WHAT IS REQUIRED => Copy out every one of the entries below word for word, leaving out the pictures.
----
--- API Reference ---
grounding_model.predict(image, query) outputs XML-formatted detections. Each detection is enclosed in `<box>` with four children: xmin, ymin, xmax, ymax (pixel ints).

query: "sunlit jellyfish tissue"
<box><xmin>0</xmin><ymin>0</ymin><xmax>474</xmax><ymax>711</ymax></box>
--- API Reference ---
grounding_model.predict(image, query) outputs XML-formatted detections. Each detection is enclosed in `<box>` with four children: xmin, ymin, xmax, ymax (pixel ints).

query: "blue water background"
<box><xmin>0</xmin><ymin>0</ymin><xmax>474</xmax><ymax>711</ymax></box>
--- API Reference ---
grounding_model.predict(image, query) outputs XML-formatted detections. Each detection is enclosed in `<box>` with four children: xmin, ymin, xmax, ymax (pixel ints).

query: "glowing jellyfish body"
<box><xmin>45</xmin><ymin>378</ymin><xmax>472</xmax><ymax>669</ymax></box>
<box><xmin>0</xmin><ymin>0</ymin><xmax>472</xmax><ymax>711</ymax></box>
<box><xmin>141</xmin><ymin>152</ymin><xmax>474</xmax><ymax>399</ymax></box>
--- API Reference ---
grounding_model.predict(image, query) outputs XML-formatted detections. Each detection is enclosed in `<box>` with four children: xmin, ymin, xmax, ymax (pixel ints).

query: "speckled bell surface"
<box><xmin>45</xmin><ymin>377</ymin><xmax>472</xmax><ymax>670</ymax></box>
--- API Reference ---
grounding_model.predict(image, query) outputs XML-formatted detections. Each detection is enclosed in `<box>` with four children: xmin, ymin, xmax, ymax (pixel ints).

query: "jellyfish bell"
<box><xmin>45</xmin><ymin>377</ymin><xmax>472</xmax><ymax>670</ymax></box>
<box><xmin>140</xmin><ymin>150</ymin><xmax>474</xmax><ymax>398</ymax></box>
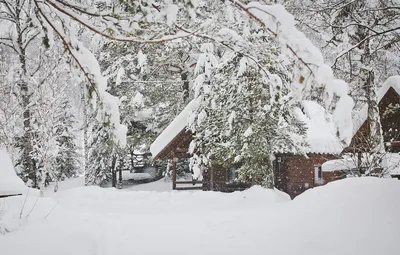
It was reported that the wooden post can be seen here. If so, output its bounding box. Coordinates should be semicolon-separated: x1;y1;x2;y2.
172;152;176;190
210;164;214;190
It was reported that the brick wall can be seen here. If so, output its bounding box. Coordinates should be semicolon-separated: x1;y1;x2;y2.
275;154;339;198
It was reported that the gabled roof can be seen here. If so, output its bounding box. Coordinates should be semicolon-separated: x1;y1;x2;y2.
150;100;196;158
296;100;345;154
353;75;400;136
150;100;344;158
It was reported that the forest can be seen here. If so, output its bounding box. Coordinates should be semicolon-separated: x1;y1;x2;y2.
0;0;400;188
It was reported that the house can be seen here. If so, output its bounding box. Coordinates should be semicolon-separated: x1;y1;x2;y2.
150;76;400;198
150;100;344;197
322;76;400;179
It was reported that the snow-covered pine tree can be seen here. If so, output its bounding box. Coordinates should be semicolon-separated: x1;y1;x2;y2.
190;3;305;187
53;99;81;181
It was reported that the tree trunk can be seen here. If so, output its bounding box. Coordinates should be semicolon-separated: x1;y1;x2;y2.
15;14;35;188
181;71;189;103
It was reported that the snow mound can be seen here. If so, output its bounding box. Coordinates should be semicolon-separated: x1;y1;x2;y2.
294;177;400;211
0;148;28;195
150;100;196;158
296;100;344;154
353;75;400;135
0;178;400;255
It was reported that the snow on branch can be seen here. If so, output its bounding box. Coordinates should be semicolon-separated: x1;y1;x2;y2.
35;1;127;147
38;0;191;44
230;0;354;144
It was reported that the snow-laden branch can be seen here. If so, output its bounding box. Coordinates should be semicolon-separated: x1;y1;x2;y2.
34;0;195;44
35;1;127;147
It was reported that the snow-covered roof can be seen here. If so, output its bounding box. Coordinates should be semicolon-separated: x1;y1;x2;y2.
381;153;400;175
150;100;196;158
150;100;344;158
296;101;344;154
0;148;27;195
353;75;400;135
321;159;357;172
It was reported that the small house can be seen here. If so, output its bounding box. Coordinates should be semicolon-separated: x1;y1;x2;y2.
322;76;400;179
150;76;400;198
150;101;344;197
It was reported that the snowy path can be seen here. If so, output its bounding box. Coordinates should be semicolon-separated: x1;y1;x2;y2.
0;178;400;255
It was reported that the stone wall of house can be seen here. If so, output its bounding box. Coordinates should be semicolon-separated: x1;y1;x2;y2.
275;154;340;198
203;165;228;191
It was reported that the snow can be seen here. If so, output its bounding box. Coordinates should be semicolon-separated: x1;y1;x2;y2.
381;153;400;175
242;1;353;143
353;75;400;135
150;100;196;158
321;158;357;172
296;100;344;154
0;148;28;195
0;178;400;255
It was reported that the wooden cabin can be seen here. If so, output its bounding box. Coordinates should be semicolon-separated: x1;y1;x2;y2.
324;76;400;179
150;77;400;198
150;101;343;197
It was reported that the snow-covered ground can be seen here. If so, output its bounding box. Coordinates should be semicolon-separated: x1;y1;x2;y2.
0;178;400;255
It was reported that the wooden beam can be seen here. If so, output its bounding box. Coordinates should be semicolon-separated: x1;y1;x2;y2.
172;152;177;190
0;194;22;198
175;186;203;190
175;148;189;153
175;181;203;184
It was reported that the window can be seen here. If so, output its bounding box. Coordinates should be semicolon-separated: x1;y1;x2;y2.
314;166;323;184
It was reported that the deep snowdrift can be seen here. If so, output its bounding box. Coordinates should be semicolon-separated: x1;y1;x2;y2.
0;178;400;255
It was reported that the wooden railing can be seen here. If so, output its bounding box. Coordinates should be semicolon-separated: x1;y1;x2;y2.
0;194;22;198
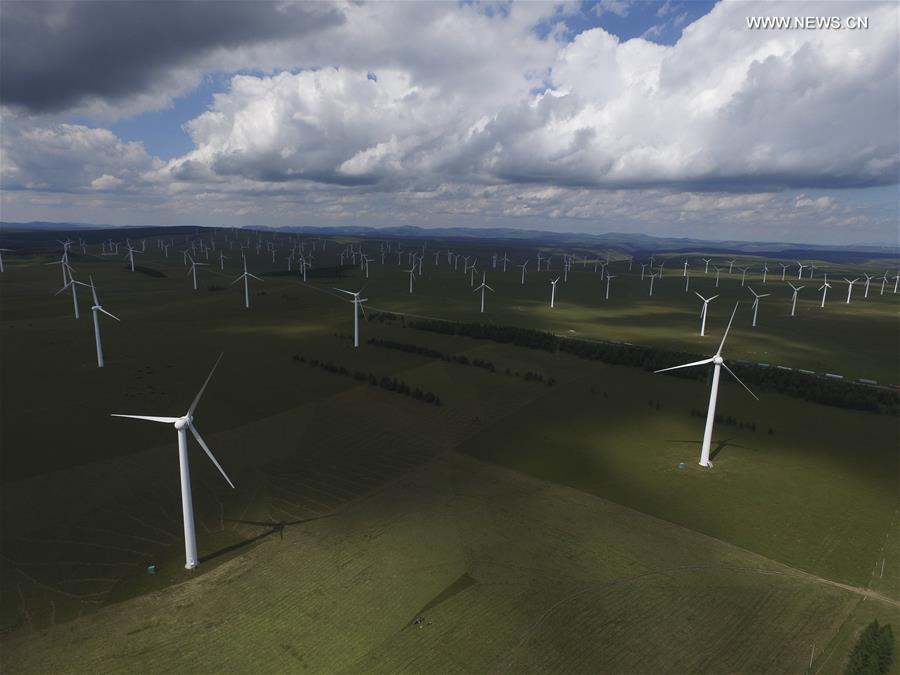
----
SOLUTION BELOW =>
--- API Reference ---
grounding_model.predict(image, query) outputs XML-formatted detections. Each detection is enclosed in `<box>` with four children: xmin, ymin, xmax, ymax (pixel ints).

query: "sunlit jellyfish tissue"
<box><xmin>0</xmin><ymin>0</ymin><xmax>474</xmax><ymax>711</ymax></box>
--- API Reference ---
grounding_model.predict(image, query) outputs XML-formatted detections. Each detection is enclosed in `<box>` with four children: xmin, ymin, xmax, ymax (pixel ints).

query: "blue water background"
<box><xmin>0</xmin><ymin>0</ymin><xmax>474</xmax><ymax>711</ymax></box>
--- API Reference ---
grounding_model.predict(image, query) outputs XML-formatted detections. Each detection is enclosed in `<box>` with four children: xmin, ymin, xmax, ymax (pixel ints).

query: "glowing jellyfish body"
<box><xmin>45</xmin><ymin>378</ymin><xmax>472</xmax><ymax>669</ymax></box>
<box><xmin>0</xmin><ymin>0</ymin><xmax>472</xmax><ymax>711</ymax></box>
<box><xmin>141</xmin><ymin>152</ymin><xmax>474</xmax><ymax>399</ymax></box>
--- API Reference ---
grounding_model.predict(image, query) outputs XML-formatted detections. Each detection is enclosed in `<box>` with four children: xmin, ymin, xmax, ymax (pixel ints).

query: "speckled bell surface"
<box><xmin>45</xmin><ymin>377</ymin><xmax>472</xmax><ymax>670</ymax></box>
--- API Reference ---
grounding_model.predict(image, query) outputs XML-formatted detections. Each detection is enclosed in `<box>` with four children: xmin, ymin, xmax, ymax (pixel ints).

query: "jellyfish bell"
<box><xmin>45</xmin><ymin>377</ymin><xmax>472</xmax><ymax>670</ymax></box>
<box><xmin>140</xmin><ymin>150</ymin><xmax>474</xmax><ymax>398</ymax></box>
It was reported that the wooden post can be seen here. If so, output its bounding box. Coordinates should be semicolon-separated: x1;y1;x2;y2.
172;152;176;190
210;164;214;190
It was reported that the brick wall can be seen here. If so, output its bounding box. Coordinates should be semicolon-separated: x1;y1;x2;y2.
275;154;339;198
It was reported that the gabled roof can be seen here. If so, output its bounding box. Coordinates should be semicolon-separated: x1;y1;x2;y2.
150;100;196;158
296;100;345;154
353;75;400;136
150;100;344;158
It was reported that the forest can be seen here. If so, output its bounding box. Coordinates should be semicolon-separated: x1;y1;x2;y2.
0;0;400;188
It was reported that the house can be seen here. If so, output its bounding box. Coordinates should be semicolon-separated: x1;y1;x2;y2.
150;76;400;198
150;100;344;197
322;76;400;179
It was reported that the snow-covered pine tree can be seen here. If so, output its bounding box. Coordinates should be semicolon-separated: x1;y1;x2;y2.
190;3;305;187
53;99;81;181
It was reported that the tree trunk can be seen here. If so, output its bounding box. Coordinates should be semicolon-separated: x1;y1;x2;y2.
15;14;35;188
181;71;189;103
It was reported that the snow mound can be seen here. If so, output its bounding box. Coordinates should be semicolon-separated: x1;y1;x2;y2.
294;177;400;211
0;148;28;195
150;100;196;158
296;100;344;154
353;75;400;135
0;178;400;255
It was reported that the snow on branch can be seen here. If so, output its bounding box. Coordinates should be semicolon-separated: x1;y1;x2;y2.
35;1;127;147
38;0;191;44
230;0;354;144
It was reported that the snow-laden branch can be seen here. If so, output its bounding box. Coordinates should be semicolon-separated: x1;y1;x2;y2.
34;0;195;44
35;1;127;147
It was reported that the snow-covered roof can be seen here. If so, output its bounding box. Coordinates should be semicolon-separated: x1;y1;x2;y2.
381;153;400;175
150;100;196;158
150;100;344;158
296;101;344;154
0;148;27;195
353;75;400;135
321;159;357;172
It was reported that the small house can be seen here. If so, output its bounding box. Coordinates should be semicolon-separated: x1;y1;x2;y2.
322;76;400;179
150;76;400;198
150;101;344;197
It was reported that the snowy path can be seen here. If so, output its bounding box. Coordinates should be semicolon-separated: x1;y1;x2;y2.
0;178;400;255
It was reported that the stone wall of house can be seen here. If so, output its bounding box. Coordinates should be semicolon-separated: x1;y1;x2;y2.
275;154;340;198
203;165;228;191
It was reported that the snow can be seen here. If so, output its bounding box. Coordinates should be semicolon-separated: x1;y1;x2;y2.
381;153;400;175
242;1;353;143
353;75;400;135
150;100;196;158
321;158;357;172
296;100;344;154
0;148;28;195
0;178;400;255
It was reported that the wooden cabin can be seen here. If so, output its bounding box. Coordinates should be semicolon-separated: x1;y1;x2;y2.
324;76;400;179
150;77;400;198
150;101;343;197
It was reported that the snow-covered ground can be seen here. If so, output its bounding box. Coordinates should be semicolon-separated: x1;y1;x2;y2.
0;178;400;255
It was reported that the wooden beam can be seen here. If so, output its bounding box. Coordinates should be semicolon-separated: x1;y1;x2;y2.
172;152;177;190
0;194;22;198
175;186;203;190
175;148;189;153
175;181;203;184
It was reported that the window can be seen here. If so, output its bounding box. Coordinates should be semicolon-separated: x1;y1;x2;y2.
314;166;323;184
It was reported that the deep snowdrift can be seen here. If so, output its bounding box. Coordinates should be semicolon-separated: x1;y1;x2;y2.
0;178;400;255
It was reported that the wooden railing can be seen here. If so, output its bounding box. Coordinates should be semicolon-separated: x1;y1;x2;y2.
0;194;22;198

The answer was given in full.